━━ Input for this task

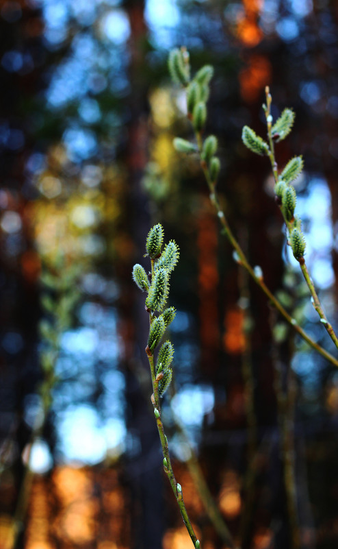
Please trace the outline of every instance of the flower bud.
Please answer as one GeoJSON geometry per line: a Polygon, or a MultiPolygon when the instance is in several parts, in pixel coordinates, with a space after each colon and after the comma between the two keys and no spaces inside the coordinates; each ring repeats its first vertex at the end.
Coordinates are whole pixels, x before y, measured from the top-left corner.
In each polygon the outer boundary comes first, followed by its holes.
{"type": "Polygon", "coordinates": [[[269,147],[268,143],[257,135],[248,126],[244,126],[242,132],[242,141],[252,152],[259,154],[261,156],[268,154],[269,147]]]}
{"type": "Polygon", "coordinates": [[[199,101],[194,109],[192,123],[196,132],[200,132],[207,121],[207,106],[205,103],[199,101]]]}
{"type": "Polygon", "coordinates": [[[159,223],[150,230],[146,239],[146,248],[147,254],[151,259],[154,259],[161,254],[163,243],[163,227],[159,223]]]}

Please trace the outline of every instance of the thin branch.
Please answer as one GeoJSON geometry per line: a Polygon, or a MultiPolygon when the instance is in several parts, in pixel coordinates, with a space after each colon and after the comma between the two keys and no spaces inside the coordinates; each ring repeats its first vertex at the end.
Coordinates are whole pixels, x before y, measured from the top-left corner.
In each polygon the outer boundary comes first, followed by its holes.
{"type": "MultiPolygon", "coordinates": [[[[269,86],[266,86],[265,88],[265,95],[266,95],[266,108],[265,108],[265,113],[266,117],[266,123],[267,123],[267,127],[268,127],[268,138],[269,141],[269,151],[268,153],[268,156],[269,157],[271,167],[272,169],[272,173],[274,174],[274,182],[276,184],[278,182],[278,165],[277,162],[276,162],[276,158],[274,156],[274,141],[272,139],[272,117],[270,116],[270,111],[271,111],[271,103],[272,103],[272,97],[270,93],[269,86]]],[[[280,210],[282,212],[282,215],[283,217],[284,221],[285,222],[285,225],[287,227],[289,234],[291,234],[291,232],[293,228],[292,222],[289,221],[284,215],[284,212],[283,208],[280,205],[280,210]]],[[[291,220],[292,221],[292,220],[291,220]]],[[[320,303],[320,300],[318,297],[317,292],[315,291],[313,282],[309,275],[309,271],[307,267],[307,265],[305,263],[305,260],[304,257],[301,257],[297,260],[300,265],[300,269],[302,270],[302,273],[303,274],[305,282],[310,290],[310,293],[312,297],[312,303],[313,307],[315,308],[315,310],[318,313],[321,322],[324,324],[324,327],[326,328],[328,335],[331,338],[332,341],[335,343],[335,346],[338,348],[338,338],[335,333],[335,331],[332,327],[332,325],[328,321],[325,313],[324,312],[323,308],[322,306],[322,304],[320,303]]],[[[333,363],[337,366],[337,364],[333,363]]]]}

━━━━

Task to complete:
Print the records above exactly as they stand, but leave out the pictures.

Reply:
Please trace the outline of every instance of the flower bud.
Please answer as one GeoJSON geometry per line: a Polygon, or a MultiPolygon when the instance is in several parts, in pixel coordinates, with a space after each colon and after the comma between the two keys and no spaces inside the coordinates; each ring repeats its first vertex at the end.
Coordinates are whole pixels, x before y, measured from the top-left corner.
In each polygon the outer boundary comes first, followed by its holes.
{"type": "Polygon", "coordinates": [[[269,147],[268,143],[257,135],[248,126],[244,126],[242,132],[242,141],[252,152],[259,154],[261,156],[268,154],[269,147]]]}
{"type": "Polygon", "coordinates": [[[199,101],[194,109],[192,123],[196,132],[200,132],[207,121],[207,106],[205,103],[199,101]]]}
{"type": "Polygon", "coordinates": [[[159,223],[150,230],[146,239],[146,248],[147,254],[151,259],[154,259],[161,254],[163,243],[163,227],[159,223]]]}

Please trace the outline of every instance of the thin branch.
Please answer as one GeoJSON geometry per line: a Polygon, or a MultiPolygon when the instance is in several parts, in pixel coordinates, with a space after each colon and after the comma between the two keys and no spaces inside the coordinates; each ring repeats its first vertex at the end.
Coordinates are whole pixels, x before y, measured from the top-left corner.
In each polygon the outer boundary comes first, followed by its holes.
{"type": "MultiPolygon", "coordinates": [[[[269,86],[266,86],[265,88],[265,95],[266,95],[266,108],[265,108],[265,113],[266,117],[266,123],[267,123],[267,127],[268,127],[268,138],[269,141],[269,151],[268,153],[268,156],[269,157],[271,167],[272,169],[272,173],[274,174],[274,182],[276,184],[278,182],[278,165],[277,162],[276,162],[276,158],[274,156],[274,141],[272,139],[272,117],[270,116],[270,111],[271,111],[271,103],[272,103],[272,97],[270,93],[269,86]]],[[[280,210],[282,212],[282,215],[283,217],[284,221],[285,222],[285,225],[287,227],[289,234],[291,234],[291,232],[293,228],[292,222],[289,221],[284,215],[284,212],[283,208],[280,205],[280,210]]],[[[291,220],[292,221],[292,220],[291,220]]],[[[320,303],[320,300],[318,297],[317,292],[315,291],[313,282],[309,275],[309,271],[307,267],[307,265],[305,263],[305,260],[304,257],[301,257],[297,260],[300,265],[300,269],[302,270],[302,273],[303,274],[305,282],[310,290],[310,293],[312,297],[312,303],[313,307],[315,308],[315,310],[318,313],[321,322],[324,324],[324,327],[326,328],[328,335],[331,338],[332,341],[335,343],[335,346],[338,348],[338,338],[335,333],[335,331],[332,327],[332,325],[328,321],[325,313],[324,312],[323,308],[322,306],[322,304],[320,303]]],[[[333,363],[337,366],[337,364],[333,363]]]]}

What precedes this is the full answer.